* **TEXTO APRESENTADO**:
Festival de Cinema

Temas polêmicos e produção local marcam 55ª Festival de Brasília de Cinema

De volta ao formato presencial, em novembro, a 55ª edição do Festival de Brasília do Cinema Brasileiro promete trazer temas incendiários e discussões acaloradas no Cine Brasília

Ricardo Daehn
postado em 27/10/2022 06:00
 (crédito: Fotos: Autorias Produções Cinematográficas/Divulgação -De Bubuia Cine/Divulgação - Leticia Marottaa/Divulgação - Oublaum/Divulgação- Luba Filmes/Divulgação -  Afronte Faz/Divulgação)
(crédito: Fotos: Autorias Produções Cinematográficas/Divulgação -De Bubuia Cine/Divulgação - Leticia Marottaa/Divulgação - Oublaum/Divulgação- Luba Filmes/Divulgação - Afronte Faz/Divulgação)

Um "conjunto orgânico de filmes", pelo que descreve a consultora e produtora Sara Rocha, vai embalar a 55ª edição do Festival de Brasília do Cinema Brasileiro, que, de volta ao formato presencial, será abrigada, entre 14 e 20 de novembro, no Cine Brasília (EQS 106/107). Na quarta participação na coordenação do evento, Sara Rocha se tornou a primeira diretora artística do festival orçado em R$ 3 milhões, e que terá programação estendida para as regiões administrativas de Samambaia e Planaltina (com sessões gratuitas). "Temos que nos reconectar, depois de tantas perdas e traumas vindos com a pandemia. É preciso transformar traumas recentes em coisas construtivas", pontua Sara, ao tratar dos critérios para a seleção dos seis longas e dos 12 curtas que estarão alinhados pela disputa do troféu Candango.

* **COMPLETE O SEGUINTE**:
(1) Responda com base na reportagem sobre o Festival de Brasília:
(a) Quem assina a reportagem?
(b) Em que datas e em que local acontece a 55ª edição?
(c) Quantos longas e quantos curtas disputam o troféu Candango?
(2) Segundo a reportagem sobre o Festival de Brasília, por que Sara Rocha afirma que é preciso se reconectar? Responda em até três frases.
(3) Transcreva da reportagem sobre o Festival de Brasília o trecho que começa nas palavras "De volta ao formato presencial, em" e termina depois de "- Afronte Faz/Divulgação)".

* **INFORMAÇÕES**:
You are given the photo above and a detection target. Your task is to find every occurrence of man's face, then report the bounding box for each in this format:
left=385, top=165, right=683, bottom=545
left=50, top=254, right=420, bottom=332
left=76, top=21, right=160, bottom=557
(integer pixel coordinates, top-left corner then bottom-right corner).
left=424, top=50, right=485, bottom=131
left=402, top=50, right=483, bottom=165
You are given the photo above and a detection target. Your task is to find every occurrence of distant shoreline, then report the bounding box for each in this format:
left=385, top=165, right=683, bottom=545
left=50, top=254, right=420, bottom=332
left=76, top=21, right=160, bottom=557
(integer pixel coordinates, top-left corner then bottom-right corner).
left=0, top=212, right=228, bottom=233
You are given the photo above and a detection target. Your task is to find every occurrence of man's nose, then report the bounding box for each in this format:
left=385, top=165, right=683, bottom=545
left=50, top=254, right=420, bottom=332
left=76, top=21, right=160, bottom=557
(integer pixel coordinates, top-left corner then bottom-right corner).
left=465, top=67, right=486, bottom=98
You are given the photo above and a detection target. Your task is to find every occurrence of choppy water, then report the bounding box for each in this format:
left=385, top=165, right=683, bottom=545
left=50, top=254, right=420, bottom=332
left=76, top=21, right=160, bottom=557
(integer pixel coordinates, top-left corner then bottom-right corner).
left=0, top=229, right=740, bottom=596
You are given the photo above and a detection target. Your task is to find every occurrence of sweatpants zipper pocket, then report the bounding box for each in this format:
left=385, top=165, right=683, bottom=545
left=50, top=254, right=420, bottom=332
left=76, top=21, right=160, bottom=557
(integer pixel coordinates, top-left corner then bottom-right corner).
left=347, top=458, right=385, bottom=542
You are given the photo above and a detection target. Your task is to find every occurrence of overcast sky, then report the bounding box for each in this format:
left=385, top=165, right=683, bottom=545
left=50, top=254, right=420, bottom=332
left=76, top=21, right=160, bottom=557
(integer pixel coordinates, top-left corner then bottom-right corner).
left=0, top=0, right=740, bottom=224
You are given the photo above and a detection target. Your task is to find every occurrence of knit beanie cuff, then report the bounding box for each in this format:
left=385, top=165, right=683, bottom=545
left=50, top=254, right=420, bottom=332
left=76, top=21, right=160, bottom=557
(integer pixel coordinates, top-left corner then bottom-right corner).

* **RESPOSTAS ÀS TAREFAS**:
(1)
(a) Ricardo Daehn.
(b) De 14 a 20 de novembro, no Cine Brasília (EQS 106/107).
(c) Seis longas e 12 curtas.

(2) Ela aponta as muitas perdas e traumas trazidos pela pandemia. Por isso defende que esses traumas recentes sejam transformados em coisas construtivas. Disse isso ao falar dos critérios de seleção dos filmes da competição.

(3)
De volta ao formato presencial, em novembro, a 55ª edição do Festival de Brasília do Cinema Brasileiro promete trazer temas incendiários e discussões acaloradas no Cine Brasília

Ricardo Daehn
postado em 27/10/2022 06:00
 (crédito: Fotos: Autorias Produções Cinematográficas/Divulgação -De Bubuia Cine/Divulgação - Leticia Marottaa/Divulgação - Oublaum/Divulgação- Luba Filmes/Divulgação -  Afronte Faz/Divulgação)
(crédito: Fotos: Autorias Produções Cinematográficas/Divulgação -De Bubuia Cine/Divulgação - Leticia Marottaa/Divulgação - Oublaum/Divulgação- Luba Filmes/Divulgação - Afronte Faz/Divulgação)